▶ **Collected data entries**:
*** Block opens ***
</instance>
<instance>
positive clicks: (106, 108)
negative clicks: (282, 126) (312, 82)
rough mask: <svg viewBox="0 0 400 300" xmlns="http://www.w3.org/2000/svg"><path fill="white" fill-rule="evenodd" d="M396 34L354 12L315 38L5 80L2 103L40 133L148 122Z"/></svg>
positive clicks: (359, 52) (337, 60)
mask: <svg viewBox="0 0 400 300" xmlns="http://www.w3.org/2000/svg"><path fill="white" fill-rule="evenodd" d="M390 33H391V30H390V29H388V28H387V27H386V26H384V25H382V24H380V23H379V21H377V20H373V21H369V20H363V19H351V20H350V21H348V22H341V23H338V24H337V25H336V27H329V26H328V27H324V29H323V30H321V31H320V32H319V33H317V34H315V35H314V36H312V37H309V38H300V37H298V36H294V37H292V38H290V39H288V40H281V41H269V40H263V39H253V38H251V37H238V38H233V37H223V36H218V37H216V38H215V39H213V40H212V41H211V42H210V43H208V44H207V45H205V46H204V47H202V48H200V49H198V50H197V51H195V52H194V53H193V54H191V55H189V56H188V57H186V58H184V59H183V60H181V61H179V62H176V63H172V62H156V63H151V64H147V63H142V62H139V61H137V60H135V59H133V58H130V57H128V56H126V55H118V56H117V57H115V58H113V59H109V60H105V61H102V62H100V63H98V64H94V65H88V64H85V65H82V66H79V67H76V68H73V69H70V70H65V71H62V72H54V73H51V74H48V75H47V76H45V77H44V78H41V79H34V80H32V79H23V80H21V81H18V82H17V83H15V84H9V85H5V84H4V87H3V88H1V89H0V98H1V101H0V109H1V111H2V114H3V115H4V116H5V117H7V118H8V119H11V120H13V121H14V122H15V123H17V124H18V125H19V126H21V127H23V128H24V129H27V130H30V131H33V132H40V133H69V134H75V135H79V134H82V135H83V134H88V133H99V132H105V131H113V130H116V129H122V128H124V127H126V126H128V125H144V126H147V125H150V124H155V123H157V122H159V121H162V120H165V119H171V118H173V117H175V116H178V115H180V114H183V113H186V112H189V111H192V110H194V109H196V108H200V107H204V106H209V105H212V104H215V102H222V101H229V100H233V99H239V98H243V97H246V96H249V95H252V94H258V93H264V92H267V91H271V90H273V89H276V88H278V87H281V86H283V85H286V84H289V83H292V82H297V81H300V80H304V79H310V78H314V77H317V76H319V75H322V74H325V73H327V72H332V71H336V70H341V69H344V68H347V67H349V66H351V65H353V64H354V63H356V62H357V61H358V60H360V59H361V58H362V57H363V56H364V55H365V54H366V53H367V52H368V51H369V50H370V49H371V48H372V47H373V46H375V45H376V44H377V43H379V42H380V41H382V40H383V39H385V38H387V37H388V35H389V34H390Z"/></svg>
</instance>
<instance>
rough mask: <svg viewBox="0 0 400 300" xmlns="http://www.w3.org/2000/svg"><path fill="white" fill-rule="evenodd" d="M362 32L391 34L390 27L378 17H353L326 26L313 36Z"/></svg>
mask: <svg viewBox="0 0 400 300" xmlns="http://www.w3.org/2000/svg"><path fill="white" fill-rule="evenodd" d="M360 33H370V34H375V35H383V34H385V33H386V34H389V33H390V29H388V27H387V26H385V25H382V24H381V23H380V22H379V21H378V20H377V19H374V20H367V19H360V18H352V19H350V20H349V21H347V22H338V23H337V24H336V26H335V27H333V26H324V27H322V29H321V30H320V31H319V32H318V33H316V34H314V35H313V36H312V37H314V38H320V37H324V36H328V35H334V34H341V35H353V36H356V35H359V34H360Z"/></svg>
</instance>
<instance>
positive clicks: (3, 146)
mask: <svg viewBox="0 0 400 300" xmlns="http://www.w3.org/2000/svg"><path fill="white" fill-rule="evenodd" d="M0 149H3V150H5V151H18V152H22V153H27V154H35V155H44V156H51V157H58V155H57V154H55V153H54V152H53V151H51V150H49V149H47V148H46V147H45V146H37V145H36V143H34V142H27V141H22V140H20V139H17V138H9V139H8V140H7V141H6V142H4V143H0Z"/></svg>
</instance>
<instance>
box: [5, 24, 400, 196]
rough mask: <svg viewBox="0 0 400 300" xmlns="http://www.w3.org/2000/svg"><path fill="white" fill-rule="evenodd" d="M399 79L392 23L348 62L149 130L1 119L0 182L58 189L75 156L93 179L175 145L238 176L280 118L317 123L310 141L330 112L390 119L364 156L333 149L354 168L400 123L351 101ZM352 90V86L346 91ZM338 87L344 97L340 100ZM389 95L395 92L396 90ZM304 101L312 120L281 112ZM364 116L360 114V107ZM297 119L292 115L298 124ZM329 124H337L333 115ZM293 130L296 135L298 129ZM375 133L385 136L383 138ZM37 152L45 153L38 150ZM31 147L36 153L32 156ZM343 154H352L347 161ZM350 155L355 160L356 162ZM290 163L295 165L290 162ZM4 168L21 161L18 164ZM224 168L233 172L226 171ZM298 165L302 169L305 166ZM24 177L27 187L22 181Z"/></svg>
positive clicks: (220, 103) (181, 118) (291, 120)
*** Block closes ***
▶ **To do**:
Extract every one of the lines above verbatim, leaving each character unchanged.

▶ **Task answer**:
</instance>
<instance>
positive clicks: (106, 108)
negative clicks: (282, 126) (312, 82)
rough mask: <svg viewBox="0 0 400 300" xmlns="http://www.w3.org/2000/svg"><path fill="white" fill-rule="evenodd" d="M396 34L354 12L315 38L5 80L2 103L40 133L148 122Z"/></svg>
positive clicks: (359, 52) (337, 60)
mask: <svg viewBox="0 0 400 300" xmlns="http://www.w3.org/2000/svg"><path fill="white" fill-rule="evenodd" d="M390 33H391V30H390V29H388V28H387V27H386V26H384V25H382V24H380V23H379V21H377V20H373V21H369V20H363V19H351V20H350V21H348V22H341V23H338V24H337V25H336V27H329V26H328V27H324V29H323V30H321V31H320V32H319V33H317V34H315V35H314V36H312V37H309V38H300V37H298V36H294V37H292V38H290V39H288V40H281V41H269V40H263V39H253V38H251V37H238V38H233V37H223V36H218V37H216V38H215V39H213V40H212V41H211V42H210V43H208V44H207V45H205V46H204V47H202V48H200V49H198V50H197V51H195V52H194V53H193V54H191V55H189V56H188V57H186V58H184V59H183V60H181V61H179V62H176V63H172V62H156V63H151V64H147V63H142V62H139V61H137V60H135V59H133V58H130V57H128V56H126V55H118V56H117V57H115V58H113V59H109V60H105V61H102V62H100V63H98V64H94V65H88V64H85V65H82V66H79V67H76V68H73V69H70V70H65V71H62V72H54V73H51V74H48V75H47V76H45V77H44V78H41V79H34V80H32V79H23V80H21V81H18V82H17V83H15V84H9V85H5V84H4V87H3V88H1V89H0V98H1V101H0V109H1V111H2V114H3V115H4V116H5V117H7V118H8V119H11V120H13V121H14V122H15V123H17V124H18V125H19V126H21V127H23V128H24V129H27V130H30V131H33V132H40V133H69V134H75V135H79V134H82V135H83V134H88V133H99V132H105V131H113V130H116V129H122V128H124V127H126V126H128V125H144V126H147V125H150V124H155V123H157V122H159V121H162V120H165V119H171V118H173V117H175V116H178V115H180V114H183V113H186V112H189V111H192V110H194V109H196V108H200V107H204V106H209V105H212V104H215V102H222V101H229V100H233V99H239V98H243V97H246V96H249V95H252V94H258V93H264V92H267V91H271V90H273V89H276V88H278V87H281V86H283V85H286V84H289V83H292V82H297V81H300V80H304V79H310V78H314V77H317V76H319V75H322V74H325V73H327V72H332V71H336V70H341V69H344V68H347V67H349V66H351V65H353V64H354V63H356V62H357V61H358V60H360V59H361V58H362V57H363V56H364V55H365V54H366V53H367V52H368V51H369V50H370V49H371V48H372V47H373V46H375V45H376V44H377V43H379V42H380V41H382V40H383V39H385V38H387V37H388V35H389V34H390Z"/></svg>
</instance>
<instance>
rough mask: <svg viewBox="0 0 400 300" xmlns="http://www.w3.org/2000/svg"><path fill="white" fill-rule="evenodd" d="M362 32L391 34L390 27L378 17H353L326 26L313 36Z"/></svg>
mask: <svg viewBox="0 0 400 300" xmlns="http://www.w3.org/2000/svg"><path fill="white" fill-rule="evenodd" d="M360 33H370V34H375V35H383V34H385V33H386V34H389V33H390V29H388V27H387V26H385V25H382V24H381V23H380V22H379V21H378V20H377V19H374V20H367V19H360V18H352V19H350V20H349V21H347V22H338V23H337V24H336V26H335V27H333V26H324V27H322V29H321V30H320V31H319V32H318V33H316V34H314V35H313V36H312V37H314V38H320V37H324V36H328V35H334V34H341V35H353V36H356V35H359V34H360Z"/></svg>
</instance>
<instance>
positive clicks: (3, 146)
mask: <svg viewBox="0 0 400 300" xmlns="http://www.w3.org/2000/svg"><path fill="white" fill-rule="evenodd" d="M0 149H3V150H5V151H18V152H22V153H27V154H35V155H44V156H51V157H58V155H57V154H55V153H54V152H53V151H51V150H49V149H47V148H46V147H45V146H37V145H36V143H34V142H27V141H22V140H20V139H17V138H9V139H8V140H7V141H6V142H4V143H0Z"/></svg>
</instance>
<instance>
box: [5, 24, 400, 196]
rough mask: <svg viewBox="0 0 400 300" xmlns="http://www.w3.org/2000/svg"><path fill="white" fill-rule="evenodd" d="M399 79L392 23L348 62L149 130L1 119L0 182L58 189L75 156L93 179L175 145L238 176L280 118L317 123L310 141L330 112L390 119L364 156L333 149L354 168L400 123L351 101ZM352 90V86L346 91ZM338 87L344 97L340 100ZM389 95L395 92L396 90ZM304 101L312 120L281 112ZM364 116L360 114V107ZM297 119L292 115L298 124ZM329 124H337L333 115ZM293 130L296 135L298 129ZM375 133L385 136L383 138ZM37 152L45 153L38 150ZM31 147L36 153L32 156ZM343 154H352L347 161ZM350 155L355 160L356 162ZM290 163L295 165L290 162ZM4 168L21 161L18 164ZM224 168L233 172L226 171ZM298 165L302 169L305 166ZM24 177L27 187L22 181Z"/></svg>
positive clicks: (220, 103) (181, 118) (291, 120)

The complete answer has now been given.